**WORK TO COMPLETE:** Write every entry out again exactly, please, and skip the pictures.

**DATA ROWS:**
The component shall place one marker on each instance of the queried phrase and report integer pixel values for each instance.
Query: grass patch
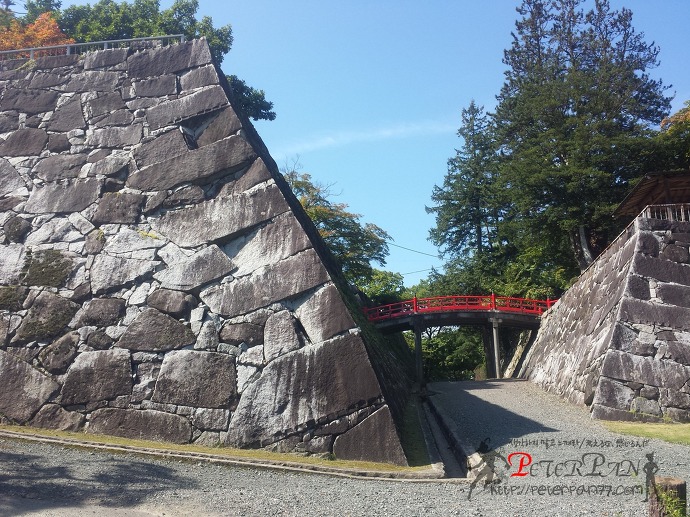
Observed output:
(673, 433)
(412, 438)
(258, 455)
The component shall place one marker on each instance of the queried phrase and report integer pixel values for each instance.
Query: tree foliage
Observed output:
(43, 32)
(354, 245)
(112, 20)
(466, 206)
(527, 200)
(576, 101)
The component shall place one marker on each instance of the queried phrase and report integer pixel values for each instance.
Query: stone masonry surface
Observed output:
(619, 339)
(156, 277)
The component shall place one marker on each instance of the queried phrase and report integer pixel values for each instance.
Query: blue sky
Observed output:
(368, 93)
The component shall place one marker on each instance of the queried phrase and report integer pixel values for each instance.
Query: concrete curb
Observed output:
(426, 476)
(459, 447)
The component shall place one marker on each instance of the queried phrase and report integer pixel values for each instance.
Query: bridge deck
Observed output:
(458, 310)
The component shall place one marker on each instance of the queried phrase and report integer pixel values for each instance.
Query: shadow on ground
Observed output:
(104, 480)
(477, 419)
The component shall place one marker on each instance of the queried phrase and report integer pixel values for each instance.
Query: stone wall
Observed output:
(619, 339)
(159, 280)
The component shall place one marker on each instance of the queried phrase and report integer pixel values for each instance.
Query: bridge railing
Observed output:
(674, 212)
(457, 303)
(79, 48)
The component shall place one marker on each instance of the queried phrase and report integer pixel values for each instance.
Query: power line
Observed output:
(414, 251)
(420, 271)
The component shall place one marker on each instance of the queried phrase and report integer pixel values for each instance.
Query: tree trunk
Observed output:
(578, 241)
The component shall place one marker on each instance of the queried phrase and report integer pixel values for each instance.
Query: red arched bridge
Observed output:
(483, 310)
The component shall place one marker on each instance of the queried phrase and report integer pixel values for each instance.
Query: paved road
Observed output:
(50, 480)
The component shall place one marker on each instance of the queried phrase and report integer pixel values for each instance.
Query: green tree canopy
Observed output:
(575, 104)
(467, 208)
(112, 20)
(354, 245)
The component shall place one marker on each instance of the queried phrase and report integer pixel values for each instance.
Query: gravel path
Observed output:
(51, 480)
(563, 451)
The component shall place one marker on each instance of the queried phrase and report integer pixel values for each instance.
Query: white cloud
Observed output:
(345, 138)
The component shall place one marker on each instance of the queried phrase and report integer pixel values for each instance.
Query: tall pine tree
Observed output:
(577, 98)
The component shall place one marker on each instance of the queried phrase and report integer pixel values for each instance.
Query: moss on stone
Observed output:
(47, 327)
(48, 268)
(12, 298)
(16, 229)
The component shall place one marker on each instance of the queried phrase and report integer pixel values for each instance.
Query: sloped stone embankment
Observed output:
(158, 278)
(619, 339)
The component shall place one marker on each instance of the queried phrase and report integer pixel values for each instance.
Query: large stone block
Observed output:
(156, 87)
(141, 425)
(247, 333)
(102, 312)
(9, 122)
(93, 81)
(118, 207)
(225, 156)
(301, 387)
(153, 331)
(324, 315)
(23, 389)
(281, 239)
(639, 311)
(674, 294)
(104, 104)
(648, 244)
(12, 261)
(59, 166)
(109, 273)
(163, 148)
(175, 303)
(660, 269)
(644, 370)
(197, 379)
(57, 356)
(676, 253)
(116, 164)
(105, 58)
(115, 137)
(280, 335)
(28, 101)
(373, 439)
(614, 394)
(10, 180)
(286, 279)
(201, 268)
(221, 218)
(678, 352)
(198, 78)
(16, 228)
(168, 60)
(127, 240)
(53, 416)
(47, 318)
(186, 107)
(68, 117)
(97, 376)
(46, 80)
(24, 142)
(67, 196)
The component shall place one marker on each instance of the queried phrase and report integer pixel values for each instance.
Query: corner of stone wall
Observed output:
(645, 375)
(200, 304)
(391, 359)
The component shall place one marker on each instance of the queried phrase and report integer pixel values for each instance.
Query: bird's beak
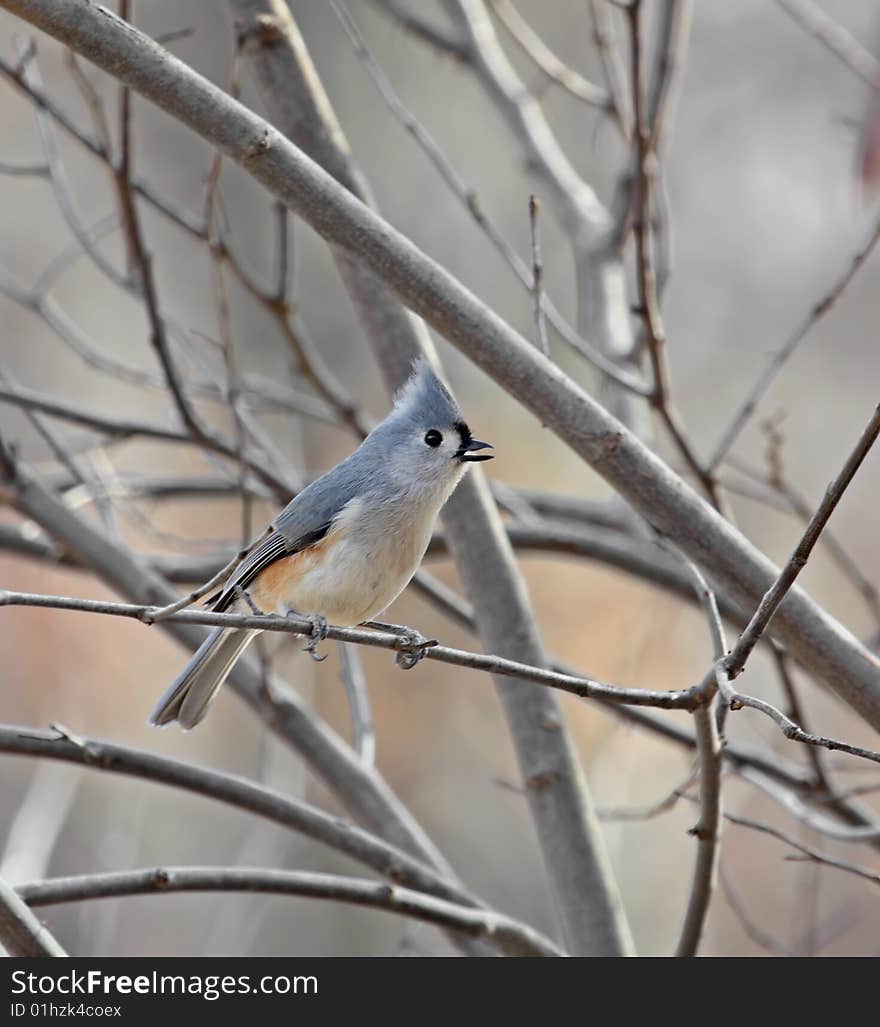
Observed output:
(469, 454)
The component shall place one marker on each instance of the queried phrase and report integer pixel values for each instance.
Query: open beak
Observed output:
(468, 452)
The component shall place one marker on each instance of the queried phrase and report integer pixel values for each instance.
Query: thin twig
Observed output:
(734, 663)
(538, 279)
(833, 36)
(543, 58)
(510, 936)
(354, 680)
(778, 359)
(277, 807)
(810, 853)
(583, 687)
(21, 932)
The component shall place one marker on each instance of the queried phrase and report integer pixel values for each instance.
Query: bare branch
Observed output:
(810, 853)
(734, 663)
(777, 360)
(583, 687)
(512, 937)
(579, 875)
(833, 36)
(21, 932)
(543, 58)
(358, 702)
(538, 277)
(275, 806)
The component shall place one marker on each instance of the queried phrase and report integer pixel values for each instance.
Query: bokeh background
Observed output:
(765, 214)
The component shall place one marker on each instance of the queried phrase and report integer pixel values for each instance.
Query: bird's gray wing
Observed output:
(304, 521)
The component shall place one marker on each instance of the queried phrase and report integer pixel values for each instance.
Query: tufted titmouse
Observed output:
(346, 545)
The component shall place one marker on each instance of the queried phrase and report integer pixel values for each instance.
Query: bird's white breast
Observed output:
(364, 563)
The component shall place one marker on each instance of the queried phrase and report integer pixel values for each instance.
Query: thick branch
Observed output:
(514, 938)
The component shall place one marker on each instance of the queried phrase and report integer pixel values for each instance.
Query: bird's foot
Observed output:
(318, 634)
(411, 647)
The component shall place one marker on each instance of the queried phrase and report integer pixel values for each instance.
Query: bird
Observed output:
(346, 545)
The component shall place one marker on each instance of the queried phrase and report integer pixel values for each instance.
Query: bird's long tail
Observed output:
(190, 695)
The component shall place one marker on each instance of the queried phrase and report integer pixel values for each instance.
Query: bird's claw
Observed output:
(412, 647)
(318, 634)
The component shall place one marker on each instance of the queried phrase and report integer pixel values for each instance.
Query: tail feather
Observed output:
(190, 695)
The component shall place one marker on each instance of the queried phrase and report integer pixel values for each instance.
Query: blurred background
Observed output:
(765, 215)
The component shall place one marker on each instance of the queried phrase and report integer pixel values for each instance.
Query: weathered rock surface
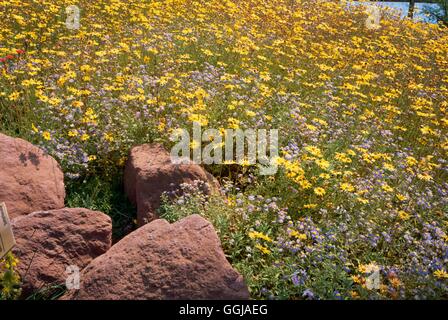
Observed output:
(30, 180)
(149, 172)
(183, 260)
(50, 241)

**EXPECTED ANSWER:**
The component shall place one marker on each instance of the queried phrase and report integer pixel values for each instance.
Query: grass patch
Observed output:
(673, 433)
(412, 438)
(258, 455)
The component shall place one marker on each instance of the queried phrase and report integer pixel values for each instance.
Query: tree foliage
Observed output:
(43, 32)
(354, 245)
(112, 20)
(466, 206)
(527, 200)
(576, 101)
The component shall place one marker on each instance of the queried phrase and report integer pixel values for each instance.
Query: stone masonry surface
Observed output:
(619, 339)
(156, 277)
The component shall place one marker on each instance of the queried phrase and report integer pixel values for each instance.
Query: blue sky
Observed output:
(368, 93)
The component shall place one marker on each instance of the queried phrase and report integer pixel values for each instance.
Query: concrete curb
Observed output:
(426, 476)
(459, 447)
The component shall place one marker on each instance of the queried phrase and report integer pixel values for each instance.
Query: bridge deck
Observed output:
(458, 310)
The component shall place one marker on each instance of the queried phrase and report integer pixel values for each instance.
Query: shadow on ground
Observed output:
(104, 480)
(477, 419)
The component shall place one marker on each instance of the queried phrase and report integer pixel values for each instance.
Query: stone wall
Observed output:
(619, 339)
(159, 280)
The component shall place one marker on each instance of the queried phrase and report integer pixel values for each instance.
Query: bridge railing
Observed output:
(674, 212)
(457, 303)
(79, 48)
The component shall place one marker on each instance of the queried phrase and report integer pixel values for each instance.
Query: power line
Observed output:
(414, 251)
(420, 271)
The component shall place one marker on each instance of the queried phrase and report integer pixel values for each instance.
Query: tree trunk
Observed output:
(578, 241)
The component shall place one marker on each instance of the queried phrase and report integer pixel values for each instance.
Query: red arched bridge
Observed output:
(483, 310)
The component shall place one marker on each instance of the queried phrase and report integer pixel values for each instance.
Query: paved road
Observed output:
(50, 480)
The component shall place one marker on each instance of the queried phrase and report integer pixel values for each instance.
Query: green tree canopy
Observed output:
(575, 104)
(467, 208)
(112, 20)
(354, 245)
The component shall place one marker on each instance of the queried phrase and report integer pixel values for each instance.
Query: gravel path
Observed output:
(51, 480)
(563, 451)
The component shall place one marker on each instance of the queried phrase and report integer pixel values for each instance.
Query: white cloud
Observed output:
(345, 138)
The component shall place one marker on each instance of the queried phrase and report integer pixel values for each instance.
Query: tall pine tree
Observed output:
(577, 98)
The component shall place one marker on each instance of the queried phrase and report integer pixel values for each instance.
Query: moss on stone
Observed output:
(47, 327)
(48, 268)
(12, 298)
(16, 229)
The component shall place one marker on each instance of the queried phrase and report integer pixel values for each instance.
Query: sloped stone embankment
Observed output:
(158, 278)
(619, 339)
The component shall place one marker on each instance of the queried phrase and report integer pixel values for each instance.
Query: large stone block
Observed output:
(156, 87)
(141, 425)
(247, 333)
(102, 312)
(9, 122)
(93, 81)
(118, 207)
(225, 156)
(301, 387)
(153, 331)
(324, 315)
(23, 389)
(281, 239)
(639, 311)
(674, 294)
(104, 104)
(648, 244)
(12, 261)
(59, 166)
(109, 273)
(163, 148)
(175, 303)
(660, 269)
(644, 370)
(197, 379)
(57, 356)
(676, 253)
(116, 164)
(105, 58)
(115, 137)
(280, 335)
(28, 101)
(373, 439)
(614, 394)
(10, 180)
(286, 279)
(201, 268)
(221, 218)
(678, 352)
(198, 78)
(16, 228)
(168, 60)
(127, 240)
(53, 416)
(47, 318)
(186, 107)
(68, 117)
(97, 376)
(46, 80)
(24, 142)
(67, 196)
The component shall place one marker on each instance of the queried phrase and report integer pixel values for each instance.
Query: corner of stone wall
Observed output:
(645, 375)
(200, 304)
(391, 359)
The component shall place one marker on each instance of the queried phrase and report integer pixel values for each instance.
Query: bird's beak
Observed output:
(469, 454)
The component shall place one marker on each instance of the queried phrase and report integer pixel values for each instance.
Query: open beak
Observed output:
(468, 452)
The component shall place one marker on each instance of the queried phrase and report integer pixel values for each instance.
Query: thin twig
Observed output:
(734, 663)
(538, 279)
(833, 36)
(543, 58)
(510, 936)
(354, 680)
(778, 359)
(277, 807)
(810, 853)
(583, 687)
(21, 932)
The component shall place one marker on each instance of the queried phrase and report integer pixel values for each instance.
Query: bare branch
Observed output:
(810, 853)
(734, 663)
(777, 360)
(583, 687)
(512, 937)
(579, 875)
(833, 36)
(21, 932)
(543, 58)
(358, 702)
(538, 277)
(275, 806)
The component shall place one marker on each instance of the queried phrase and report integer pixel values for each instance.
Query: bokeh background
Observed output:
(765, 214)
The component shall place one marker on each instance of the queried phrase and report integer pixel values for each instance.
Query: bird's gray wing
Observed output:
(304, 521)
The component shall place one marker on each instance of the queried phrase and report integer pixel values for each instance.
Query: tufted titmouse
Observed output:
(346, 545)
The component shall place one marker on each instance of the queried phrase and report integer pixel values for each instance.
Query: bird's white breast
Observed output:
(364, 563)
The component shall place one marker on each instance of the queried phrase and report integer pixel values for each instance.
Query: thick branch
Observed output:
(514, 938)
The component shall place one marker on each instance of the queried phrase and report integer pixel values for each instance.
Query: bird's foot
Observed output:
(318, 634)
(411, 647)
The component shall place one marker on each instance of the queried phrase and report integer pixel values for each instance.
Query: bird
Observed output:
(346, 545)
The component shall place one marker on each instance of the queried phrase and report integer pixel values for each instance.
Query: bird's long tail
Observed output:
(190, 695)
The component shall place one marker on each instance of the queried phrase and report integer pixel values for each instance.
Query: bird's claw
Observed output:
(412, 647)
(318, 634)
The component shall place one marker on each instance of the queried phrase and report integer pixel values for each instance.
Query: tail feather
Observed output:
(190, 695)
The component shall place one marker on each instance of the queried phrase and report integer pixel values for each instance.
Query: blurred background
Observed output:
(765, 215)
The component shall place one marker on each instance of the queried phrase and report integer pixel values for each instance.
Query: weathered rock surface
Observed output:
(30, 180)
(149, 172)
(183, 260)
(50, 241)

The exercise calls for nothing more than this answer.